## Exercise requirements:
1) Decide whether each statement below agrees with the comment thread, and answer yes or no for each, quoting the words of the thread that settle it: (a) Charlie Stross offers to contribute toward bandwidth if a Paypal tipjar is set up; (b) ADM says servers in ADM's 'right to work' state earn minimum wage plus tips; (c) the federal government assumes servers take home at least 8% in tips.
2) Reproduce the stretch of the comment thread from "But I view the" through "al. have said.", word for word.
3) According to the comment thread, how much might ADM sell on a Saturday night while waiting tables at the steakhouse?

I am pretty sure these ads are the new tiny-spy-camera ads. Remember when that was every ad ever?

Also the "after" picture is stretched vertically, unless I'm much mistaken.

I use AdBlock Plus on Firefox and PithHelmet on Safari. I feel guilty about doing this to ad-supported sites I actually like, but not guilty enough to put up with the sometimes blinky, sometimes offensive (to me, not necessarily to all), nearly always annoying ads.

#67 ::: Charlie Stross ::: (view all by) ::: February 02, 2009, 10:00 AM:

Patrick: if you can be arsed sticking up a Paypal tipjar for ML, I'll happily deposit a contribution towards bandwidth. (Same goes for 'most every other website I use regularly.)

But I view the pervasive spread of advertising as one of the pernicious besetting evils of western civilization -- perhaps not responsible for quite as much human misery and degradation as the war on drugs or the war on turrr (or war in general), but still a major evil.

#68 ::: ADM ::: (view all by) ::: February 02, 2009, 10:06 AM:

JoeNotCharles @#22 --

what Dave @ #46 et al. have said.

In the US, tipping is generally 15% on the total bill as a minimum in some areas (coasts and big cities), or the standard in smaller towns. I live in a very small town, and the standard is 20%, but I think that's true of college towns.

In some states (fewer than 10, I think), servers make minimum wage or more plus tips. i live in a 'right to work' state, which means that the servers make about $2.50 an hour plus tips, and minimum wage only kicks in if a server hasn't averaged minimum wage for the week in hourly plus tips. One weekend night shift will usually put you over the minimum wage average, but most restaurants don't have servers working more than 30 hours a week, because it's hard physical work and because many of the staff are working other jobs or are students.

The federal government assumes servers are walking out the door with a minimum of 8% in tips, and servers have to prove that they don't make at least that much.

I used to wait tables at a steakhouse in the PacNW. I was a reasonably good server. So on a Saturday night, I might sell $1500. So the government is taxing me on $120 off the bat. Say I made only 15%, or $225. There are two expediters on the line, and each gets a minimum of $1 per hour per server for their 6 hour shift -- and servers round up, if they want their food to go out quickly and right -- so $15 to the expos. Bussers get 10-15% of the tips -- again, you want to encourage a good busser, because they can make all the difference in the world, so $35 there. $400 of the total was in bar drinks, so the bartender and bar-back get their 5-10%, so say $25-30. So that's about $80 off the top, and I'm down to $145. Most servers actually do declare more than the 8% that the government assumes, because no one wants to get audited. And if the tips are all on credit cards? The server just paid taxes on $225, not $145, because that's documented tips.

## Data section:
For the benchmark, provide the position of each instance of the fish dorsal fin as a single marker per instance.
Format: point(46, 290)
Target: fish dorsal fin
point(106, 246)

## Expected results:
1)
(a) Yes: "I'll happily deposit a contribution towards bandwidth."
(b) No: "servers make about $2.50 an hour plus tips."
(c) Yes: "The federal government assumes servers are walking out the door with a minimum of 8% in tips."

2)
But I view the pervasive spread of advertising as one of the pernicious besetting evils of western civilization -- perhaps not responsible for quite as much human misery and degradation as the war on drugs or the war on turrr (or war in general), but still a major evil.

#68 ::: ADM ::: (view all by) ::: February 02, 2009, 10:06 AM:

JoeNotCharles @#22 --

what Dave @ #46 et al. have said.

3) $1500.